Reproduce the listing below word for word, from the first line to the last, and leave out the picture.

• DATA EXTRACT
────
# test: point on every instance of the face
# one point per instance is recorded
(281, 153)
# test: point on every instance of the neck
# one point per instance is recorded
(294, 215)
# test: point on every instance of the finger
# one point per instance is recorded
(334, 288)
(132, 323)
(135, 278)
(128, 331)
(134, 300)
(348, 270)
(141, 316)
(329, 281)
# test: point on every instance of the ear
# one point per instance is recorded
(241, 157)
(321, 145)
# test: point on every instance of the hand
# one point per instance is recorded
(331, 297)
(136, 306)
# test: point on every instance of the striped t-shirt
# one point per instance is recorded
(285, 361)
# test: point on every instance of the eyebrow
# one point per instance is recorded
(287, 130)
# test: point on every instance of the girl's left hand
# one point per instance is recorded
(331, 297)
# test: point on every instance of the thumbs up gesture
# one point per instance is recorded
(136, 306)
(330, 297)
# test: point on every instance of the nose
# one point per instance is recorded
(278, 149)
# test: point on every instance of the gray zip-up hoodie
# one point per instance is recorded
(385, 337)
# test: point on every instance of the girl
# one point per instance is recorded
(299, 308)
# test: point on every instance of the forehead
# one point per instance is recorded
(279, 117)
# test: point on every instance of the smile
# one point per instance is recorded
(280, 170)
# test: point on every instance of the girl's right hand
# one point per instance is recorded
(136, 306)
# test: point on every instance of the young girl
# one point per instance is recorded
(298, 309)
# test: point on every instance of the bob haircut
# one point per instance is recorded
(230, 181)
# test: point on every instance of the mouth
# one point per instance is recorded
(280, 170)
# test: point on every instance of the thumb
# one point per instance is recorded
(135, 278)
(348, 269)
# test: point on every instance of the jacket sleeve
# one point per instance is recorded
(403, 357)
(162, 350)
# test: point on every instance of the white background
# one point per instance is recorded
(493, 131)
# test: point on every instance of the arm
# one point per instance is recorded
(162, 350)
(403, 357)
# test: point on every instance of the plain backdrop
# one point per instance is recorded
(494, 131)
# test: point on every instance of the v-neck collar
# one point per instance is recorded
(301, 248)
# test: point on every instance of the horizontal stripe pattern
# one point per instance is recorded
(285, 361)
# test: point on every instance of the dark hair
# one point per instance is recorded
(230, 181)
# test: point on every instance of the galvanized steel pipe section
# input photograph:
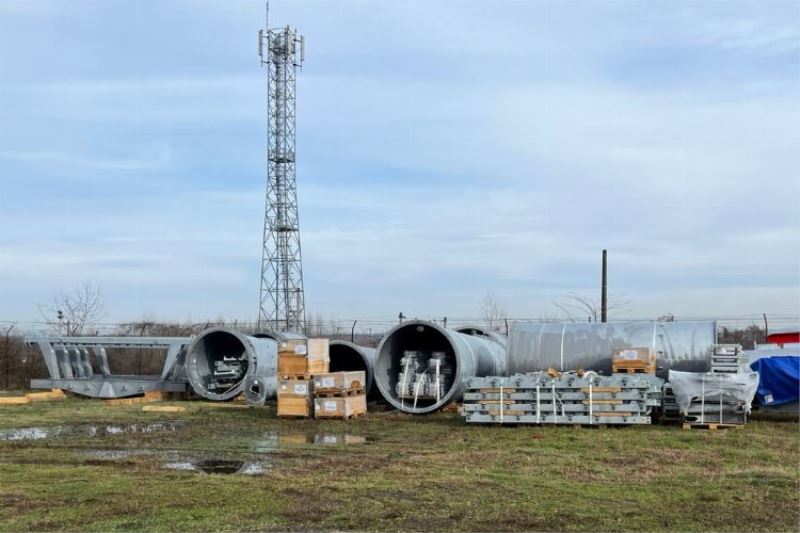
────
• RESPONSE BELOW
# test: point on every instance of the face
# one point per instance is recorded
(281, 153)
# test: point on every instance of the neck
# one point per instance is recorded
(294, 215)
# test: point on every instance of the finger
# one point per instance is recorded
(334, 288)
(132, 323)
(135, 278)
(128, 331)
(134, 300)
(348, 270)
(141, 316)
(329, 281)
# test: point on every instance of the ear
# one point per instance is recorded
(241, 157)
(321, 145)
# test: point on every instance of the hand
# one point per instance is recorded
(331, 297)
(136, 306)
# test: point on every instance of the striped t-shirt
# one point per instance is recorded
(285, 361)
# test: point on every instance of the eyebrow
# one point per instance is recorded
(287, 130)
# test: point on every instance of the girl's left hand
# one point per instance is recorded
(331, 297)
# test: point on every instance of the thumbs up gesture
# one point per instance is recorded
(136, 306)
(330, 297)
# test: point on every instance of the nose
# one point per instance is recorded
(278, 149)
# test: point on every instance of the gray zip-up hoodie
# one point per instance is recorded
(385, 337)
# test: point on every instance of the girl
# one point per instance is recorded
(299, 308)
# test: point on every instance of the forehead
# one point per instance is recorded
(279, 117)
# test: point on every instance of the smile
# one point per instance is recorded
(280, 170)
# test: point on every instance of the girl's right hand
# one point per instance is recorded
(136, 306)
# test: point on every instance of the young girl
# one point per instance is recorded
(298, 309)
# test: point on every instance of the bob haircut
# one point per instance is recorded
(230, 181)
# test: point on every instance of the mouth
# one point per instance is recorded
(280, 170)
# test: point on every instance of the thumb
# one point per instance is recorded
(135, 278)
(348, 269)
# test: point on every instance of the jacket sleeve
# one point per instance is recorded
(403, 357)
(162, 350)
# test: point on every instance of the white background
# one point per instance is recorded
(493, 131)
# test: point on every instance of the arm
# one point per instance is recorded
(162, 350)
(403, 357)
# test: point on every instance of the plain backdrop
# one point per instance is recorded
(494, 131)
# test: point on every instance of the v-neck collar
# one point per instance is recorded
(301, 248)
# test: point on every instance of the horizontal stripe pattern
# one point per instance is recorded
(285, 361)
# test: point on every instance of the dark hair
# one point per instance is recorded
(230, 181)
# test: point on every instance of the galvanized steel pipe section
# input photograph:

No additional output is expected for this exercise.